> _Try it_:
Transcribe all of the entries below exactly. Leave out the pictures.

[Provided data — start]

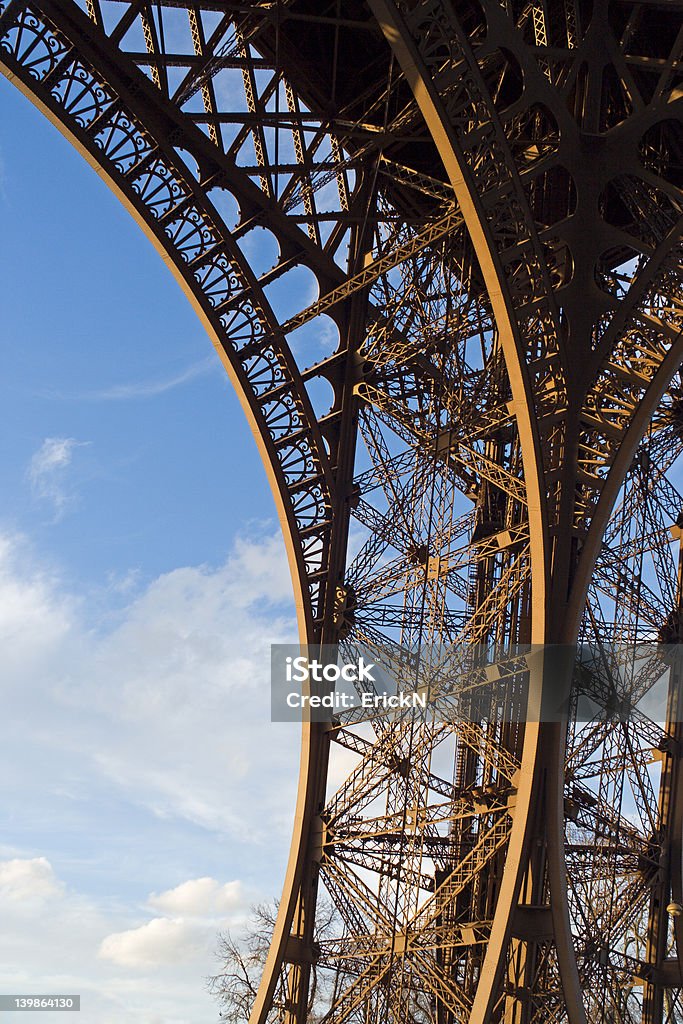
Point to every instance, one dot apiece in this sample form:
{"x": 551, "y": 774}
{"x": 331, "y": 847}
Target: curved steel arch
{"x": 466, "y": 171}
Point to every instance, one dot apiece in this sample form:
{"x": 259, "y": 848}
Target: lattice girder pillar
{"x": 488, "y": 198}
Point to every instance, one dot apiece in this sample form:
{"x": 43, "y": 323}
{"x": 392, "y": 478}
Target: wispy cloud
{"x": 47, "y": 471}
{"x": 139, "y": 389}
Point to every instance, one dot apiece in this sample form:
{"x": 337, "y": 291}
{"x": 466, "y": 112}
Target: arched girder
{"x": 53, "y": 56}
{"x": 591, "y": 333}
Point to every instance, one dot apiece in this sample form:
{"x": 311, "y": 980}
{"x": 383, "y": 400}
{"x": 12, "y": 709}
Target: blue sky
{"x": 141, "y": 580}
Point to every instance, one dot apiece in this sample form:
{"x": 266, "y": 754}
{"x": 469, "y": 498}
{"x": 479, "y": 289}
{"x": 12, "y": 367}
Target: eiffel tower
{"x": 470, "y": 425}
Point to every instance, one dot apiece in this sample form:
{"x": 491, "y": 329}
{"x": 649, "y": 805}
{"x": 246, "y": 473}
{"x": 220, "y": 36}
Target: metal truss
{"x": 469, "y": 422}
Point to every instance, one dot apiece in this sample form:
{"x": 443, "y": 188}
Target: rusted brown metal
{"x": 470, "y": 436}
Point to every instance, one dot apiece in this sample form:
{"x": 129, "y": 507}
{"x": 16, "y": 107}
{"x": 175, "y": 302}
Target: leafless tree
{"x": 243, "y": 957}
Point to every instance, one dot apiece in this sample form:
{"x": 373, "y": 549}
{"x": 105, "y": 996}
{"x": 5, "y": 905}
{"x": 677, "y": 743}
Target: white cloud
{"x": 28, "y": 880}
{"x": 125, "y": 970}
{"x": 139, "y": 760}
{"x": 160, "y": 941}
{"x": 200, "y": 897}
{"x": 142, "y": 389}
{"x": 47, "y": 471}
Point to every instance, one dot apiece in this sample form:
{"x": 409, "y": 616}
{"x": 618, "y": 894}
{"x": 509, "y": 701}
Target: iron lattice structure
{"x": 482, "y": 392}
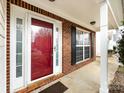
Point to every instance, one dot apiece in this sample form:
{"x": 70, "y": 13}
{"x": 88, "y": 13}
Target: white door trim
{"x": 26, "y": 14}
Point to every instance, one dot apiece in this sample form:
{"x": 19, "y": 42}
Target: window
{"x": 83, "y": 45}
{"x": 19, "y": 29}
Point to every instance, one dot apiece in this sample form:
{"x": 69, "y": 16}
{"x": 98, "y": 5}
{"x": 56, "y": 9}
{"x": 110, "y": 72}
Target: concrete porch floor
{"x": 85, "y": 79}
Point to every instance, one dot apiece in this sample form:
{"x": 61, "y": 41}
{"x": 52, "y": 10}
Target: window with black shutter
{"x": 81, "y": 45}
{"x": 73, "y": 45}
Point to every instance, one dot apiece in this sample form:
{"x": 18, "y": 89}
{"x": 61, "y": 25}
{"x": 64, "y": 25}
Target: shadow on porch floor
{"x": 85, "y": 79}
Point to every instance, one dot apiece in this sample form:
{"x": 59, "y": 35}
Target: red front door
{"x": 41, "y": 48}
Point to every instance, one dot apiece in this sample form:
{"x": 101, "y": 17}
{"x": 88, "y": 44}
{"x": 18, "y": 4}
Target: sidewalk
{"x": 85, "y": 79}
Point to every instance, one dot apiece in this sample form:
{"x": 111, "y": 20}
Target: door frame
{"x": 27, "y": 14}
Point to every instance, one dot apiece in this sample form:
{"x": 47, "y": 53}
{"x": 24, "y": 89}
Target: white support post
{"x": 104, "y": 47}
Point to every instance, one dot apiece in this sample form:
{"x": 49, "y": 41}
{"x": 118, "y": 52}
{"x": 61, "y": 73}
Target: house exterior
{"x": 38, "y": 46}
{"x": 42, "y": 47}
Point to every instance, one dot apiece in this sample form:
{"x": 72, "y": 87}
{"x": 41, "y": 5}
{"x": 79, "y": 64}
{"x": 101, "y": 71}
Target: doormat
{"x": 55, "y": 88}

[Provided data — finish]

> _Answer space_:
Point to every instance, one dot apiece in this sample form:
{"x": 551, "y": 774}
{"x": 331, "y": 847}
Target: curved steel arch
{"x": 466, "y": 171}
Point to every instance, one dot apiece in this sample form:
{"x": 259, "y": 848}
Target: lattice girder pillar
{"x": 488, "y": 198}
Point to every instance, one dot apiece in this sample form:
{"x": 43, "y": 323}
{"x": 392, "y": 478}
Target: wispy cloud
{"x": 47, "y": 471}
{"x": 139, "y": 389}
Point to every instance, one dot apiece in this sample form:
{"x": 337, "y": 291}
{"x": 466, "y": 112}
Target: arched girder
{"x": 53, "y": 56}
{"x": 591, "y": 333}
Point to every instance, one dot apiece in this sample form:
{"x": 311, "y": 980}
{"x": 383, "y": 400}
{"x": 12, "y": 709}
Target: blue sky
{"x": 141, "y": 580}
Point to every instance, one dot apiece in this sample form:
{"x": 266, "y": 754}
{"x": 469, "y": 498}
{"x": 479, "y": 289}
{"x": 12, "y": 367}
Target: eiffel tower
{"x": 470, "y": 425}
Point to every instance, one dot apiece in this sample form:
{"x": 491, "y": 329}
{"x": 649, "y": 805}
{"x": 246, "y": 473}
{"x": 220, "y": 36}
Target: metal truss
{"x": 469, "y": 422}
Point to every instance, one dot apiece in this sample form:
{"x": 443, "y": 188}
Target: rusted brown metal
{"x": 470, "y": 436}
Point to every instance, one dot apiece in this sample form:
{"x": 129, "y": 507}
{"x": 16, "y": 107}
{"x": 175, "y": 302}
Target: leafless tree
{"x": 243, "y": 957}
Point to every instance, one dot apiece in this sample form:
{"x": 373, "y": 549}
{"x": 105, "y": 996}
{"x": 5, "y": 905}
{"x": 677, "y": 743}
Target: white cloud
{"x": 28, "y": 880}
{"x": 125, "y": 970}
{"x": 139, "y": 760}
{"x": 160, "y": 941}
{"x": 200, "y": 897}
{"x": 142, "y": 389}
{"x": 47, "y": 471}
Point to every instance, one dot apiece in this sample form:
{"x": 409, "y": 616}
{"x": 618, "y": 894}
{"x": 509, "y": 701}
Target: iron lattice structure
{"x": 482, "y": 392}
Point to every instance, one dot apiece in this sample form:
{"x": 70, "y": 13}
{"x": 88, "y": 13}
Target: white door trim
{"x": 26, "y": 14}
Point to every instance, one dot apiece in this sample form:
{"x": 19, "y": 42}
Target: window
{"x": 83, "y": 45}
{"x": 19, "y": 29}
Point to every instance, one dot apiece in this sample form:
{"x": 69, "y": 16}
{"x": 98, "y": 5}
{"x": 56, "y": 9}
{"x": 110, "y": 72}
Target: concrete porch floor
{"x": 85, "y": 79}
Point to every instance, one dot apiece in this sample form:
{"x": 61, "y": 41}
{"x": 52, "y": 10}
Target: window with black shutter
{"x": 81, "y": 45}
{"x": 73, "y": 45}
Point to every instance, one dot apiece in this sample form:
{"x": 18, "y": 89}
{"x": 61, "y": 25}
{"x": 64, "y": 25}
Target: shadow on porch floor
{"x": 85, "y": 79}
Point to every instance, one dot apiece in this sample form:
{"x": 59, "y": 35}
Target: red front door
{"x": 41, "y": 48}
Point to every instance, one dot apiece in this sample form:
{"x": 101, "y": 17}
{"x": 88, "y": 44}
{"x": 18, "y": 4}
Target: sidewalk
{"x": 85, "y": 79}
Point to every instance, one dot apiece in this sample form:
{"x": 111, "y": 20}
Target: door frame
{"x": 27, "y": 14}
Point to every instance, one dot apiece in this sample form:
{"x": 47, "y": 53}
{"x": 24, "y": 89}
Target: white support post
{"x": 104, "y": 47}
Point to every instance, one dot apiece in this sample form:
{"x": 49, "y": 41}
{"x": 118, "y": 52}
{"x": 61, "y": 73}
Target: house exterior
{"x": 38, "y": 46}
{"x": 42, "y": 47}
Point to every instance, one dot apiece in this sample form:
{"x": 72, "y": 87}
{"x": 41, "y": 5}
{"x": 79, "y": 64}
{"x": 101, "y": 71}
Target: doormat
{"x": 55, "y": 88}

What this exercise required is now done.